**What you have to do**
Please output, word for word, the lines from the one with "like x=1164, y=595." to the one with "x=312, y=571", both included, and nothing else.
##### Materials provided #####
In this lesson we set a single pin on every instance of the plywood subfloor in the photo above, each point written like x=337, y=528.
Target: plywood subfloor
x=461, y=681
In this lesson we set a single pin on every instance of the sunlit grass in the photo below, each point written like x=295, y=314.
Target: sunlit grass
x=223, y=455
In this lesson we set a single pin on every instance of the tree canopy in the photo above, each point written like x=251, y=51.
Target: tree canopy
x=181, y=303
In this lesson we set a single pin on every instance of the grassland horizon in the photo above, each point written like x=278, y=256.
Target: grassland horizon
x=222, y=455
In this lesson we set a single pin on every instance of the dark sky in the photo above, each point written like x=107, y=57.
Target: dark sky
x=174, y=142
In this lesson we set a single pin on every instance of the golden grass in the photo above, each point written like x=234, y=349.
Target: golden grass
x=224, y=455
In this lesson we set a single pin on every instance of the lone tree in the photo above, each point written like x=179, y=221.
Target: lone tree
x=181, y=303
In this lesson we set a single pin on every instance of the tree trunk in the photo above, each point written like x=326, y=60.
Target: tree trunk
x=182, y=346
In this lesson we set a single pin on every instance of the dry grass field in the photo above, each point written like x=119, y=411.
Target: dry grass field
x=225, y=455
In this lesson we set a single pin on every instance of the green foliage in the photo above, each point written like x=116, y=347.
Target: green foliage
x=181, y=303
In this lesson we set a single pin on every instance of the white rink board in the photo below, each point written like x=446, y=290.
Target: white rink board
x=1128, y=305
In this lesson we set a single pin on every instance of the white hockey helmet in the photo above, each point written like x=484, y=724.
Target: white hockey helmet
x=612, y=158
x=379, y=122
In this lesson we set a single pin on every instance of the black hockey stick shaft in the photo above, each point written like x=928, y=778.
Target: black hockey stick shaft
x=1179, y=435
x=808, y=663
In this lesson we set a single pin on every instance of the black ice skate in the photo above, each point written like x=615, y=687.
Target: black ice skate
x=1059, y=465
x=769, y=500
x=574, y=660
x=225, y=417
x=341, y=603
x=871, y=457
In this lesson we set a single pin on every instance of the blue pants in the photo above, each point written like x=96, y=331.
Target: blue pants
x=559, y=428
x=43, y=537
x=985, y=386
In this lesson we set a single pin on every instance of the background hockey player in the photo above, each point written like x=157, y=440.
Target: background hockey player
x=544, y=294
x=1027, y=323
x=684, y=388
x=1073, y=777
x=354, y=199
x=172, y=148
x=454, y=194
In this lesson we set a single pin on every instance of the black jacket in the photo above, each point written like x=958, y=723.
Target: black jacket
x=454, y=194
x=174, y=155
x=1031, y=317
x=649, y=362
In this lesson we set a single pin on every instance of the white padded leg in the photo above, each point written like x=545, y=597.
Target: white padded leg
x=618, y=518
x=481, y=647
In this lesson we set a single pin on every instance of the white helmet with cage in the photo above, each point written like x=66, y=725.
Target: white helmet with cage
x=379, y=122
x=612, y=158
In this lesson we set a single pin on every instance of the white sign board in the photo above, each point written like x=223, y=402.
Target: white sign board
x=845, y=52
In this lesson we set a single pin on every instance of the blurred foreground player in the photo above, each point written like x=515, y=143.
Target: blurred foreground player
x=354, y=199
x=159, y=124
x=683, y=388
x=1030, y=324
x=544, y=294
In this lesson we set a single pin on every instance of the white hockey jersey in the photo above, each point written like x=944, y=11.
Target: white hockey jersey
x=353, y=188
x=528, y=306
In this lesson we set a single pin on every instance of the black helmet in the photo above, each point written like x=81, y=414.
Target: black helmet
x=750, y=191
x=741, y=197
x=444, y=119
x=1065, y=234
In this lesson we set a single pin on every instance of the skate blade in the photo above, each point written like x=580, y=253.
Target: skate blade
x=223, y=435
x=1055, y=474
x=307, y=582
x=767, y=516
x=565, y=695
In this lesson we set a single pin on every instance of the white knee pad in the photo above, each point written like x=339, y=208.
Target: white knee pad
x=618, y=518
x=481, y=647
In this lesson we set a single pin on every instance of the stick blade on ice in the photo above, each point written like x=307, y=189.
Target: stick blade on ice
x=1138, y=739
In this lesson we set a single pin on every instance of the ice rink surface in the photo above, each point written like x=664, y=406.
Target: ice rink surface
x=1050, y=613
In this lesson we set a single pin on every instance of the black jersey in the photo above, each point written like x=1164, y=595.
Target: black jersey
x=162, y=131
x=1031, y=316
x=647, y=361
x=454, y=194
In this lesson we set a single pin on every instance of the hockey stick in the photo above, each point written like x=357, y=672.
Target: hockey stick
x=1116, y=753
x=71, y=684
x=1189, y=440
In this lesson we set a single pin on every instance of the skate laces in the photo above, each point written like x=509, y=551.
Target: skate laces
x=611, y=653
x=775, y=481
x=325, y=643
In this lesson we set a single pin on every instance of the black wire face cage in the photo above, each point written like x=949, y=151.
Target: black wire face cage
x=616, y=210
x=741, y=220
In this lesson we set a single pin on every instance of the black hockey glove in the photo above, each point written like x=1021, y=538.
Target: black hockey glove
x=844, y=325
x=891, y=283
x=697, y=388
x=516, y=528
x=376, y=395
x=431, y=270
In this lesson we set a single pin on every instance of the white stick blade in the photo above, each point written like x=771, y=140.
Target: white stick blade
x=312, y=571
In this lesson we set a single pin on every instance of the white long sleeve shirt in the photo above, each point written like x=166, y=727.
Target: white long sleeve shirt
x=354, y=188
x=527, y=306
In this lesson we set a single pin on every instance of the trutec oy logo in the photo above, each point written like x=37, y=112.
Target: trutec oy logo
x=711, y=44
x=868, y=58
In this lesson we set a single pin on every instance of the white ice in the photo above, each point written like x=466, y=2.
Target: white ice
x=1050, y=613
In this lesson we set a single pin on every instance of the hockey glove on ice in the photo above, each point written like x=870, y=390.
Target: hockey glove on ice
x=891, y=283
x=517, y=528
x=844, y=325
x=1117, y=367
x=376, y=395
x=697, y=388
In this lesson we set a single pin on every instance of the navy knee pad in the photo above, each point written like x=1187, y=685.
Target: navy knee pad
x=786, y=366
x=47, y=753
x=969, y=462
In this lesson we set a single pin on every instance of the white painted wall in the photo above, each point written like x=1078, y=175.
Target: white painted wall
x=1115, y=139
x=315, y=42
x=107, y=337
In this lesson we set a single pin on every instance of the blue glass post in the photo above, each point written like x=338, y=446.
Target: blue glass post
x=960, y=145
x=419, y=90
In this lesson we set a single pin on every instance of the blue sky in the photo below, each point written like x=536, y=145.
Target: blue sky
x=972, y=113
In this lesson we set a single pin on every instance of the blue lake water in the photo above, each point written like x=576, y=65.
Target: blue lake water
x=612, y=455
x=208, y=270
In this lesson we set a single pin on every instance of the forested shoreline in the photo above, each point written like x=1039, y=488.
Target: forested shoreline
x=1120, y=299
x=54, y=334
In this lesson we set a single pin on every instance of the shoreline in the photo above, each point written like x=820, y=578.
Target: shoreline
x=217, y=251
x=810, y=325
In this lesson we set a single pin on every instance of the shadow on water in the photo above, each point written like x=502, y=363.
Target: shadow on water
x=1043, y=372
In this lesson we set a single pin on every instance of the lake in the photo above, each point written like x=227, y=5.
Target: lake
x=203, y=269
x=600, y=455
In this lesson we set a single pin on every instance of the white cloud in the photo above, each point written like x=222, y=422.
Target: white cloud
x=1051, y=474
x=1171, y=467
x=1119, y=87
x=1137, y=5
#####
**Answer in full**
In this lesson we set a single pin on every instance of the black jersey in the photo above, each point written like x=1164, y=595.
Target: black jersey
x=162, y=131
x=1031, y=316
x=647, y=361
x=454, y=194
In this lesson we set a single pin on every instance of the hockey stick in the photo above, each point written like x=357, y=672.
Target: hockey stick
x=1116, y=753
x=71, y=684
x=1189, y=440
In this lesson we set a single pin on every instance of the skate laces in the photo above, each point written like x=509, y=551.
Target: skate laces
x=611, y=653
x=775, y=481
x=325, y=643
In this lesson we set a single pin on every instance of the black wire face cage in the photo above, each point written like x=949, y=151.
Target: black wire face cage
x=616, y=210
x=741, y=220
In this lesson we set a single pin on every instance of the black hockey glove in the photo above, each point written like x=1021, y=538.
Target: black hockey glove
x=844, y=325
x=891, y=283
x=697, y=388
x=516, y=528
x=376, y=395
x=431, y=270
In this lesson we set a single pin on every instance of the white stick blade in the photo above, each point written like x=771, y=140.
Target: white stick blade
x=312, y=571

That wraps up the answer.